■ **YOUR GOAL**
Write out the records that follow exactly. Do not include pictures.

■ **DATA FOR THE TASK**
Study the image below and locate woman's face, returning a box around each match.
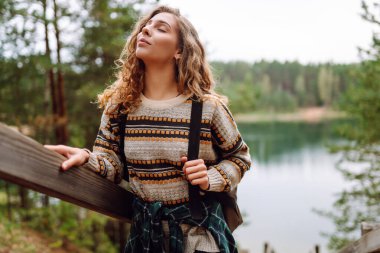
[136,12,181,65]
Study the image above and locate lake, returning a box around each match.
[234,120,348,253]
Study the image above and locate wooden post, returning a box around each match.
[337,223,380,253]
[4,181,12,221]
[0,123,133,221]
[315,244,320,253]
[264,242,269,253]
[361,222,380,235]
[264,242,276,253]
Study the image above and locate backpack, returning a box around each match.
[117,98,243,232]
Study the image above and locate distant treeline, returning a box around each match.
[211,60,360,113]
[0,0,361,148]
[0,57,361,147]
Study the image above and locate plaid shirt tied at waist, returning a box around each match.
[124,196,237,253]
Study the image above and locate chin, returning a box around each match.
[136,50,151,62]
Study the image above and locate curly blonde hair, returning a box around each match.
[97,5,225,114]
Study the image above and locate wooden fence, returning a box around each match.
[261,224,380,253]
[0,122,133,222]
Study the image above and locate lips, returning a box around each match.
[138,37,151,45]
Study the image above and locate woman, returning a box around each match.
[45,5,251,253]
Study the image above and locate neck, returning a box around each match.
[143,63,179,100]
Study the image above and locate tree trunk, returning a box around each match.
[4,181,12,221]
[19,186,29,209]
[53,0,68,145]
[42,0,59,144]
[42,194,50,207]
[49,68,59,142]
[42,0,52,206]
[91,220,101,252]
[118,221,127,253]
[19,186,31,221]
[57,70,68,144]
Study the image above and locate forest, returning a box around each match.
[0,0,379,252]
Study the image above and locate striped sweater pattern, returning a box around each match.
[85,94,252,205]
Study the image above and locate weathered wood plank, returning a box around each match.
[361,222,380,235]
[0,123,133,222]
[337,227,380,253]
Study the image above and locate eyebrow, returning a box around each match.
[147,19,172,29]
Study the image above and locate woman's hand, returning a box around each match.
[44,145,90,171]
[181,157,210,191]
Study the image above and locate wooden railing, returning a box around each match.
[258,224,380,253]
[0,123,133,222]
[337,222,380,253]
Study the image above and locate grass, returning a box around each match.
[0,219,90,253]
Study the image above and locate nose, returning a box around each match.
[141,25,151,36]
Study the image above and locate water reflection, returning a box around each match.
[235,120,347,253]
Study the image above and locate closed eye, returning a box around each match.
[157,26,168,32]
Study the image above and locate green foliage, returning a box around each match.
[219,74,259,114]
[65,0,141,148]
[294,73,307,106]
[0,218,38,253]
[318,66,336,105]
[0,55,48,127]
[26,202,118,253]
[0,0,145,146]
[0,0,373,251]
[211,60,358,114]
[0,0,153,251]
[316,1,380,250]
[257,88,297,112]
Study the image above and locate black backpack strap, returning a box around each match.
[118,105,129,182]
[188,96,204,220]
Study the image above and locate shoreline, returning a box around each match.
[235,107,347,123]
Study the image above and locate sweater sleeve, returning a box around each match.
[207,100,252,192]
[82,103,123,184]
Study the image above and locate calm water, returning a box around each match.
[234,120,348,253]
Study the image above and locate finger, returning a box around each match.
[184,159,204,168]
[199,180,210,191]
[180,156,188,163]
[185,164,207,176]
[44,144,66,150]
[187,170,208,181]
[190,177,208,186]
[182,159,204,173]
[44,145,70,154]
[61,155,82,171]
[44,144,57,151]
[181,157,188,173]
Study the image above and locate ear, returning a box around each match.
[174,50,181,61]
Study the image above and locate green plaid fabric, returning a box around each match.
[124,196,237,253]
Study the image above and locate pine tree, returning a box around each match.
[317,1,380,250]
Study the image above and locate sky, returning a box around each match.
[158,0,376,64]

■ **SOLVED EXERCISE**
Study the image below and locate woman's face, returning a box around each match.
[136,12,181,65]
Study the image above and locate lake, returning a box around each match.
[234,120,348,253]
Study the image above and locate wooden post, returning a box around each match.
[337,223,380,253]
[4,181,12,221]
[0,123,133,221]
[315,244,320,253]
[264,242,269,253]
[361,222,380,235]
[264,242,276,253]
Study the image above and locate backpack, returning a box around each match.
[117,98,243,232]
Study the image above and locate distant treeline, returning a box around each match.
[211,60,360,113]
[0,0,361,148]
[0,57,361,147]
Study the image above and locate plaid shirt tied at waist, returning a box around each match.
[124,196,237,253]
Study the image above and locate chin, returning a box around each match.
[136,50,151,62]
Study the image above and locate curly blonde hair, returning a box around each match.
[97,5,225,114]
Study the image above and locate wooden fence, returning a box around each match.
[261,224,380,253]
[0,122,133,222]
Study the image above and locate lips, returning a box around each match.
[138,37,151,45]
Study the image above and locate woman, returning a box around each match.
[45,5,251,253]
Study the image above and locate neck, returning a box around each match.
[143,63,179,100]
Study the image above and locate tree trunk, returning a box around each match.
[4,181,12,221]
[19,186,29,209]
[53,0,68,145]
[42,0,59,144]
[42,194,50,207]
[49,68,59,142]
[42,0,52,206]
[91,220,101,252]
[118,221,127,253]
[19,186,31,221]
[57,70,68,144]
Study the image above and locate forest, returning a box around each match.
[0,0,379,252]
Study the image above and locate striped sweater pattern, returning a box around each match.
[85,94,252,205]
Study the image above and locate weathered wood plank, returning a box around each match.
[361,222,380,235]
[0,123,133,222]
[337,227,380,253]
Study the image above and locate eyebrow, returning a box around each match.
[147,19,172,29]
Study the image above and locate woman's hand, returning a box around each match.
[44,145,90,171]
[181,157,210,191]
Study the image above and locate wooden railing, returning a box around each match.
[258,224,380,253]
[0,123,133,222]
[337,222,380,253]
Study the image above and locate grass, returning a box around each match.
[0,219,90,253]
Study the image above and locate nose, returning a box around each match.
[141,25,151,36]
Study the image above and locate water reflection, returning a box around each match.
[235,120,347,253]
Study the image above and locate closed eye, returning a box around each match.
[157,26,168,32]
Study the image above and locate green foliage, returning a box around each match.
[219,74,259,114]
[65,0,141,148]
[294,73,307,106]
[0,218,38,253]
[318,66,336,105]
[0,55,48,127]
[26,202,118,253]
[0,0,145,146]
[0,0,373,251]
[211,60,358,114]
[0,0,153,251]
[316,1,380,250]
[257,88,297,112]
Study the image above and locate black backpack strap, returning a box around each match.
[118,105,129,182]
[188,96,204,220]
Study the image above and locate shoreline, returning a box around each match.
[235,107,347,123]
Study the image above and locate sweater sleeve, returning a box around each match.
[207,100,252,192]
[82,103,123,184]
Study the image above and locate calm water, returning a box around each match.
[234,120,348,253]
Study the image above and locate finger, returning a box around each match.
[184,159,204,168]
[199,180,210,191]
[180,156,188,163]
[185,164,207,176]
[44,144,66,150]
[187,170,208,181]
[190,177,208,186]
[182,159,204,173]
[44,145,70,154]
[61,155,82,171]
[44,144,57,151]
[181,157,188,173]
Study the image above and locate ear, returning a box around each match.
[174,50,181,61]
Study the image above and locate green plaid fabric, returning a box around each match.
[124,196,237,253]
Study the image above and locate pine tree, returning a box around each match.
[317,1,380,250]
Study the image above and locate sky, returning a box around each match.
[158,0,376,64]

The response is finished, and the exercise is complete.